(Rows from a dataset for labeling boxes)
----------
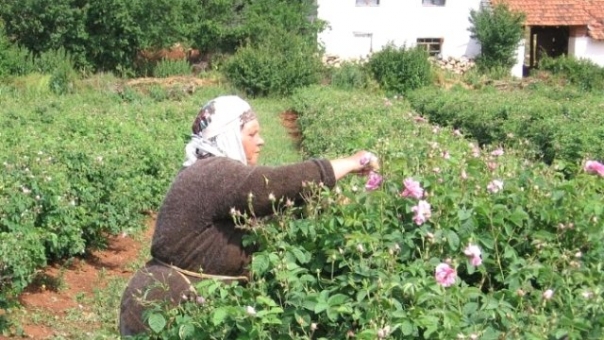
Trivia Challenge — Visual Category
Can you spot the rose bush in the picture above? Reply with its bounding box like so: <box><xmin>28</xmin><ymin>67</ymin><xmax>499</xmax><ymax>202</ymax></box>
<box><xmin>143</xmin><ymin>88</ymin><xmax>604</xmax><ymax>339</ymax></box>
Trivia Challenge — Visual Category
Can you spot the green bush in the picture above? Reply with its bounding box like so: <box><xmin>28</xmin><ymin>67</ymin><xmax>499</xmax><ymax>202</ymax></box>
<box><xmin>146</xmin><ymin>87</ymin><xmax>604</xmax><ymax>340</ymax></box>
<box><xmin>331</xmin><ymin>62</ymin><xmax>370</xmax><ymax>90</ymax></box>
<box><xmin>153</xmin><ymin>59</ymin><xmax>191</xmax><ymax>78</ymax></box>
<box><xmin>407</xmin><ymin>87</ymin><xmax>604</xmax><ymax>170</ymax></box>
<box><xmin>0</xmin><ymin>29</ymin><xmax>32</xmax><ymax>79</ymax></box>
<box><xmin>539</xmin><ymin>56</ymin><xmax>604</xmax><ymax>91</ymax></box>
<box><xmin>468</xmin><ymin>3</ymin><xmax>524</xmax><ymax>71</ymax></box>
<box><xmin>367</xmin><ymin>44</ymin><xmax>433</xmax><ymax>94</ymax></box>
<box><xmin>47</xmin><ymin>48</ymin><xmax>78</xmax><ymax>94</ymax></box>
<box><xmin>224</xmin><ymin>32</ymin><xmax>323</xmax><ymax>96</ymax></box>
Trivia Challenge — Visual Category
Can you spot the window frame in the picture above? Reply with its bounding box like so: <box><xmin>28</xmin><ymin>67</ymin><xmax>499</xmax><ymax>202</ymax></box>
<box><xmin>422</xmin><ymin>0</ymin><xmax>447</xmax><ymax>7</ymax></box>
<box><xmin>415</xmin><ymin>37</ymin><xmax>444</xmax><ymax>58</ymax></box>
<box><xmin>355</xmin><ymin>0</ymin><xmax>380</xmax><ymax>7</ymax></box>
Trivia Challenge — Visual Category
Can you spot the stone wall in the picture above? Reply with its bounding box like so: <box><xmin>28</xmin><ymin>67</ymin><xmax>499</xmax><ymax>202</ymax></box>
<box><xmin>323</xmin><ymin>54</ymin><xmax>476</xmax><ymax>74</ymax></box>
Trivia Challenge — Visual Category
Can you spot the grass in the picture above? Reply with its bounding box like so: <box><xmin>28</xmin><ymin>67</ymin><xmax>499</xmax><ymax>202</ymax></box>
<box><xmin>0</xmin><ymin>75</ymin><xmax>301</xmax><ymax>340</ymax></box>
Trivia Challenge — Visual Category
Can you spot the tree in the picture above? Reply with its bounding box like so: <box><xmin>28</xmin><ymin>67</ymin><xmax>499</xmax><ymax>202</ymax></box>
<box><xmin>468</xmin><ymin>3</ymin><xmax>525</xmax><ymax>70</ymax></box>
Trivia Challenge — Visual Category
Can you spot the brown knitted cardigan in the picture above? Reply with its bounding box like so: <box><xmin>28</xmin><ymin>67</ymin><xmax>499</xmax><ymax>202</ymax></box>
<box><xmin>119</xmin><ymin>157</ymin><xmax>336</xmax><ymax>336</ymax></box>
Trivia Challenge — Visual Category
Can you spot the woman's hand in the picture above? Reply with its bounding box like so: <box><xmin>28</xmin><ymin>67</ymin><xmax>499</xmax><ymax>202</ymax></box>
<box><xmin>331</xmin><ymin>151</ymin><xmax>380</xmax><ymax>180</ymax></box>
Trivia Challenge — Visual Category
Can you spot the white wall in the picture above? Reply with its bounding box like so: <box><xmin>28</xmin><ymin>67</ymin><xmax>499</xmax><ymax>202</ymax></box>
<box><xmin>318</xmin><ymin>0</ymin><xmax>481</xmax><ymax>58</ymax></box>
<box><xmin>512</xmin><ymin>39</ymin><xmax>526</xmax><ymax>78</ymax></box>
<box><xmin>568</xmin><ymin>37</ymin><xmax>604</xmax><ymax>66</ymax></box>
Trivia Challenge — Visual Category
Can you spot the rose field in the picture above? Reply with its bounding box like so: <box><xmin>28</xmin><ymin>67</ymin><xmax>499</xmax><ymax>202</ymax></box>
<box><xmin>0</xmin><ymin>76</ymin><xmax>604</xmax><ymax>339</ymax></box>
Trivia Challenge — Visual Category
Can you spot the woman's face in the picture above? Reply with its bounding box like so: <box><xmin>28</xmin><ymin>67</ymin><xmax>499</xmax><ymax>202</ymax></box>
----------
THE TASK: Pull out each line of the material that contains the string "like".

TASK RESULT:
Can you spot the rose bush in the picture above? Reply with its bounding box like so: <box><xmin>28</xmin><ymin>67</ymin><xmax>499</xmax><ymax>202</ymax></box>
Can you spot the green bush in the picture above? Reply with its bounding box like so: <box><xmin>28</xmin><ymin>67</ymin><xmax>499</xmax><ymax>202</ymax></box>
Can you spot the window frame in the picture above? Reply with its bounding box like so: <box><xmin>28</xmin><ymin>67</ymin><xmax>499</xmax><ymax>202</ymax></box>
Can you spot the stone wall in the picture above? Reply with its bounding box like so: <box><xmin>28</xmin><ymin>67</ymin><xmax>499</xmax><ymax>202</ymax></box>
Can you spot the grass in the picture above? Reply with its bounding box like so: <box><xmin>28</xmin><ymin>67</ymin><xmax>499</xmax><ymax>202</ymax></box>
Can you spot the tree in the picture above? Reply with its bounding box like so: <box><xmin>28</xmin><ymin>67</ymin><xmax>499</xmax><ymax>202</ymax></box>
Can you spot the brown knitted cardigan in the picture above? Reply with its bounding box like so: <box><xmin>28</xmin><ymin>67</ymin><xmax>499</xmax><ymax>202</ymax></box>
Can you spot the woman's hand in the picture above? Reply with its bounding box like so: <box><xmin>28</xmin><ymin>67</ymin><xmax>499</xmax><ymax>202</ymax></box>
Can you spot the white wall in the picture above? Reply with its bounding box like so: <box><xmin>28</xmin><ymin>67</ymin><xmax>499</xmax><ymax>202</ymax></box>
Can you spot the rose field in the picture above? Reply with its bounding box like so: <box><xmin>28</xmin><ymin>67</ymin><xmax>499</xmax><ymax>202</ymax></box>
Can you spot the woman's face in the picture above? Reply with its bounding box like so: <box><xmin>28</xmin><ymin>67</ymin><xmax>499</xmax><ymax>202</ymax></box>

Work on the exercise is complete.